#### [TO DO]
Repeat the records word for word.

#### [THE DATA]
──────────

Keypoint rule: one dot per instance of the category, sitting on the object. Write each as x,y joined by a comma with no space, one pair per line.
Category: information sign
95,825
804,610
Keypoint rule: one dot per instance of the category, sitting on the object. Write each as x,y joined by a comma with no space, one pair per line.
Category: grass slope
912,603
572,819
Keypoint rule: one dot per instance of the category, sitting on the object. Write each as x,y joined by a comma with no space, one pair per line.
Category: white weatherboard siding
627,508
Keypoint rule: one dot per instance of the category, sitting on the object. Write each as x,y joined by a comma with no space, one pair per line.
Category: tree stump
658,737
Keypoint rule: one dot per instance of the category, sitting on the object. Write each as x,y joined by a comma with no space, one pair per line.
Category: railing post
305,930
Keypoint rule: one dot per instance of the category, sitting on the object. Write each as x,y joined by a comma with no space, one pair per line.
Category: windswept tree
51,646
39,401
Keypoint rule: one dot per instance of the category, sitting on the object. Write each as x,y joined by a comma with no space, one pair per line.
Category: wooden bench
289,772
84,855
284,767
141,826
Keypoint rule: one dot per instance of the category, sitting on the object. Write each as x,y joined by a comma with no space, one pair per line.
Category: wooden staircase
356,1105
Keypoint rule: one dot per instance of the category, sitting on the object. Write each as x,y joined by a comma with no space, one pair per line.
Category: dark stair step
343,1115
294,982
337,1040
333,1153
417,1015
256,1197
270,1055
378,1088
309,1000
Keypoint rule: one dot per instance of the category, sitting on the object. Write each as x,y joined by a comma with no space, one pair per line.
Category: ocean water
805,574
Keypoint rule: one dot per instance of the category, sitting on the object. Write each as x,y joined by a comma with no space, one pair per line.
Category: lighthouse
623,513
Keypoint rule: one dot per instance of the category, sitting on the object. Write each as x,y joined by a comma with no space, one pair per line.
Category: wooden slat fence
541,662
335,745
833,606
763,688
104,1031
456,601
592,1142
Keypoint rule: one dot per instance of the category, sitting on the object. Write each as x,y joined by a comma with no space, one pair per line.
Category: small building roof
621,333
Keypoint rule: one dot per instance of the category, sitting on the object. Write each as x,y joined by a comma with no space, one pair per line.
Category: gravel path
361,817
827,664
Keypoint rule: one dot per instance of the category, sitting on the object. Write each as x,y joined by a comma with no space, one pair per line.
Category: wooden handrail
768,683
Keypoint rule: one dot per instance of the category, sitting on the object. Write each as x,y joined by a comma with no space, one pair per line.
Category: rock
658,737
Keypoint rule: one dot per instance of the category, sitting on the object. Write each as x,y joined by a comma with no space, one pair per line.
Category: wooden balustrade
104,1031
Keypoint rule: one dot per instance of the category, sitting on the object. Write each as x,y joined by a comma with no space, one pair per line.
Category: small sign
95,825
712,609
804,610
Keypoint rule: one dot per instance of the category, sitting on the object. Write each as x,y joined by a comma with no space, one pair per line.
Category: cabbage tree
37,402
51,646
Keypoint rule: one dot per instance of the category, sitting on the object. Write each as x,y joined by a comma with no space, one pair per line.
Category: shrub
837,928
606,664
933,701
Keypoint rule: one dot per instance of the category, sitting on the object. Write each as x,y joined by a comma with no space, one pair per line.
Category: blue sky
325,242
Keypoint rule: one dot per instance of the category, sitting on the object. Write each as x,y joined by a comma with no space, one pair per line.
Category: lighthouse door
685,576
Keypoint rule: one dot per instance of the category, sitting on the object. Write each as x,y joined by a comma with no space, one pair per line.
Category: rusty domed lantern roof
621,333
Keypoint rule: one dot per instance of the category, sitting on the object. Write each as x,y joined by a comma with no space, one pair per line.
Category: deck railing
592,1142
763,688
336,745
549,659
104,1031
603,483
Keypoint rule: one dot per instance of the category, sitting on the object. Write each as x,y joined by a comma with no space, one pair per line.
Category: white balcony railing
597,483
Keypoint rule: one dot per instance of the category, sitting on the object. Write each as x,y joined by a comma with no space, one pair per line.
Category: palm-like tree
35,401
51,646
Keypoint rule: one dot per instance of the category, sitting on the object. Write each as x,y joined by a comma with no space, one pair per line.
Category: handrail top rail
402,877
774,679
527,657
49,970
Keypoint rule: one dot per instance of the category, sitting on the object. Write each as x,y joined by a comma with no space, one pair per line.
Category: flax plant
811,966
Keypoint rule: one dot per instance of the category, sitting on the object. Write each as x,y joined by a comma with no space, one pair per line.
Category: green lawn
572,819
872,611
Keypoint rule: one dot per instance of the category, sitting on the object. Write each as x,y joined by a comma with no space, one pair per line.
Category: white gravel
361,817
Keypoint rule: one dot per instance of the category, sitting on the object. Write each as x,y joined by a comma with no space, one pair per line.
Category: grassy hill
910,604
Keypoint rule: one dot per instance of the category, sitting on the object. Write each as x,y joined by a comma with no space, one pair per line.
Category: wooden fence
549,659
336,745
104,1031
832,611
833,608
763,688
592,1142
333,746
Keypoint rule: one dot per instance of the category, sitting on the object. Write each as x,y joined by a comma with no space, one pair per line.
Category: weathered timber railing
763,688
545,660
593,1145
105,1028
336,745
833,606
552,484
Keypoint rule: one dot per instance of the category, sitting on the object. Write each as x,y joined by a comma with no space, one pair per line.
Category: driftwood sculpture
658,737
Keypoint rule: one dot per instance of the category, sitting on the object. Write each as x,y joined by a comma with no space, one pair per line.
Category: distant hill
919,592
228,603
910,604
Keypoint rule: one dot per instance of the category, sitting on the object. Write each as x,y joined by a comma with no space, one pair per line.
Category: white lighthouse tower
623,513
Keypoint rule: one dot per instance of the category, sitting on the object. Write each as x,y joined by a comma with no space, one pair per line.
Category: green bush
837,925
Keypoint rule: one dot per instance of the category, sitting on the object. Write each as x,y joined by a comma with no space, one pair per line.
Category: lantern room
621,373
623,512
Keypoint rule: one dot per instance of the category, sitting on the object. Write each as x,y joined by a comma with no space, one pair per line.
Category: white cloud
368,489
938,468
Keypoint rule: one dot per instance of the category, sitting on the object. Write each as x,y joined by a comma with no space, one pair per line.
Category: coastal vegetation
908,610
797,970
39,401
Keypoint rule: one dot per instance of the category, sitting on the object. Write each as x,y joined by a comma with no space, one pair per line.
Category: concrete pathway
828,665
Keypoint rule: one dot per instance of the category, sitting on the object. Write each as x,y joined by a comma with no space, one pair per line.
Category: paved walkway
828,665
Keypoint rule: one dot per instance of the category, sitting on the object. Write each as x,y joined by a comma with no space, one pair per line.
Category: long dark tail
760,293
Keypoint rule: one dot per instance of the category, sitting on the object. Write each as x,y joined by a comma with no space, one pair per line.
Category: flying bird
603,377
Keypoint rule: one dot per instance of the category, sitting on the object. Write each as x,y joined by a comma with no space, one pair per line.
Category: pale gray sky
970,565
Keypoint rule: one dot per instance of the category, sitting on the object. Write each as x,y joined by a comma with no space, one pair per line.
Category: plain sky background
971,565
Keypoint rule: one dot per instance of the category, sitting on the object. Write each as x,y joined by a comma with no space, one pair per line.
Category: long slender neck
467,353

──────────

#### [OUTPUT BELOW]
Keypoint rule: one dot per instance of the category, sitting on the object. Write each as x,y joined by a comma with no space, one pair per line.
Category: information sign
95,825
804,610
Keypoint rule: one dot per instance of the category, sitting on the object. Write each as x,y joined by a comma with no space, one pair per line.
Category: grass slope
912,603
572,819
Keypoint rule: one dot per instance of the category, sitting on the object. Write each as x,y joined by a comma with no space, one pair per line.
Category: white weatherboard siding
627,508
Keypoint rule: one dot per instance of the category, sitting on the object. Write each as x,y joined by a comma with no space, one pair per line.
Category: tree stump
658,737
Keypoint rule: one dot per instance of the category, sitting on the object. Write each as x,y joined by a comma with no space, one pair per line.
Category: railing post
305,930
Keypoint rule: one dot per instance of the category, sitting on the object. Write each as x,y joined by a comma with no space, one pair per line.
Category: windswept tree
51,646
39,401
Keypoint rule: one dot per instance of the category, sitting on the object. Write each as x,y joined by a comma with no space, one pair per line.
Category: wooden bench
289,772
84,855
284,767
141,826
Keypoint rule: one dot per instance of the category, sitting on the object. Write each as x,y joined by a comma with no space, one pair per line.
Category: wooden staircase
356,1105
Keypoint rule: one dot per instance of the category, sitting on the object. Write each as x,y joined by a comma with no space, one pair per line.
Category: dark stair step
343,1115
294,982
337,1040
333,1153
417,1015
256,1197
270,1055
378,1088
309,1000
Keypoint rule: one dot per instance of the category, sitting on the object. Write each as x,y joined by a comma with no space, one pair per line.
Category: ocean water
805,574
Keypoint rule: one dot per instance of the category, sitting on the object. Write each as x,y joined by a comma with no space, one pair per line.
Category: lighthouse
623,513
Keypoint rule: one dot per instance of the category, sitting on the object. Write each as x,y joined by a comma with no space, one pair per line.
Category: wooden slat fence
541,662
335,745
833,606
763,688
104,1031
456,601
592,1142
Keypoint rule: one dot per instance of the category, sitting on the object. Write each as x,y joined by a comma with no space, one pair per line.
Category: small building roof
621,333
Keypoint rule: one dot per instance of the category, sitting on the object. Write each as x,y joined by a comma with no space, one pair per line.
Category: gravel path
361,817
827,664
Keypoint rule: one dot per instance of the category, sitting on the object. Write each as x,y joined by a comma with no space, one pair per line.
Category: wooden handrail
768,683
Keypoint rule: one dot per instance of the category, sitting on the object. Write each as x,y joined by a comma with no space, one pair per line.
Category: rock
658,737
Keypoint rule: one dot per instance of the category, sitting on the object. Write each as x,y joined by a comma with no space, one pair per line.
Category: wooden balustrade
104,1031
Keypoint rule: one dot per instance of the category, sitting on the object. Write each as x,y joined by a comma with no space, one pair per line.
Category: small sign
95,825
712,609
804,610
Keypoint rule: one dot per instance of the category, sitting on the object. Write each as x,y joined by a comma with no space, one pair per line.
Category: cabbage tree
37,402
51,646
Keypoint rule: one dot per instance of the category, sitting on the object. Write each as x,y joined by a comma with no space, one pair per line.
Category: shrub
837,928
606,664
933,701
Keypoint rule: one dot per instance of the category, sitting on the object. Write each as x,y joined by a comma with no space, one pair per line.
Category: blue sky
325,242
Keypoint rule: one dot per instance of the category, sitting on the object. Write each as x,y joined by a comma with no space, one pair per line.
Category: lighthouse door
685,576
Keypoint rule: one dot per instance of the category, sitting on the object. Write each as x,y joined by a comma with no space, one pair per line.
Category: rusty domed lantern roof
621,333
Keypoint rule: one dot per instance of the category, sitting on the object. Write each as x,y joined by a comma with no space, one pair per line.
Category: deck railing
592,1142
763,688
336,745
549,659
104,1031
603,483
Keypoint rule: one dot per instance of the category, sitting on the object. Write each as x,y joined by a comma with no space, one pair per line.
Category: white balcony railing
597,483
Keypoint rule: one dot per instance of the category, sitting on the object. Write each as x,y joined by a comma with no space, one pair per line.
Category: palm-like tree
35,401
51,646
Keypoint rule: one dot per instance of the category, sitting on the object. Write each as x,y joined by a comma with no space, one pair per line.
Category: handrail top rail
402,877
774,679
527,657
49,970
Keypoint rule: one dot per instance of the category, sitting on the object. Write each as x,y joined by a comma with no space, one pair per line.
Category: flax plant
811,966
Keypoint rule: one dot per instance of the category, sitting on the object. Write each as x,y joined by a comma with no space, one pair per line.
Category: green lawn
572,819
872,611
Keypoint rule: one dot per instance of the category, sitting on the object. Write each as x,y joined by a comma with no space, one pair per line.
Category: white gravel
361,817
Keypoint rule: one dot per instance of the category, sitting on the object. Write each as x,y joined by a comma with no space, one pair per line.
Category: grassy hill
910,604
Keypoint rule: one dot per instance of the category, sitting on the object. Write each as x,y joined by a comma with no space, one pair per line.
Category: wooden fence
549,659
336,745
104,1031
832,611
833,608
763,688
592,1142
333,746
Keypoint rule: one dot per instance of the category, sitting on the object. Write each as x,y joined by a comma with no space, one pair per line.
Category: weathered timber railing
763,688
545,660
593,1145
105,1028
336,745
833,606
552,484
Keypoint rule: one dot per instance of the category, sitting on the object. Write each as x,y joined by a comma with no space, one pair per line.
Category: driftwood sculpture
658,737
Keypoint rule: one dot per instance of the category, sitting on the object. Write each as x,y joined by a comma with no space, one pair per line.
Category: distant hill
919,592
228,603
910,604
Keypoint rule: one dot per instance of the category, sitting on the object. Write each as x,y joined by a comma with no space, one pair per line.
Category: white lighthouse tower
623,513
Keypoint rule: one dot per instance of the category, sitting on the object. Write each as x,y joined by a comma with no space, one pair per line.
Category: green bush
837,925
Keypoint rule: one dot per instance of the category, sitting on the object. Write each as x,y joined by a comma with no space, one pair per line.
Category: lantern room
621,373
623,512
Keypoint rule: one dot per instance of the category, sitting on the object. Write each as x,y joined by a comma with no space, one pair per line.
Category: white cloud
368,489
938,468
Keypoint rule: one dot per instance of the category, sitting on the object. Write each as x,y joined by a comma with no space, one pair per line.
Category: coastal vegetation
908,610
797,970
39,401
Keypoint rule: one dot per instance of the category, sitting on the object. Write each as x,y joined by a comma with no space, one pair per line.
Category: concrete pathway
828,665
Keypoint rule: one dot per instance of the category, sitting on the object. Write each as x,y joined by a comma with no space, one pair per line.
Category: paved walkway
828,665
Keypoint rule: one dot per instance of the category, sitting on the object. Write each as x,y joined by a comma with no space, one pair per line.
Category: long dark tail
760,293
Keypoint rule: one dot per instance of the category, sitting on the object. Write each as x,y joined by a comma with no space, one pair per line.
Category: flying bird
603,377
Keypoint rule: one dot per instance of the category, sitting on the object. Write each as x,y joined by a comma with no space, one pair per line.
Category: pale gray sky
970,565
Keypoint rule: one dot per instance of the category, sitting on the object. Write each as x,y joined by a comma with no space, one pair per line.
Category: plain sky background
971,565
Keypoint rule: one dot per instance of the category, sitting on the object. Write each as x,y joined by a comma with no space, one pair per line.
Category: long slender neck
467,353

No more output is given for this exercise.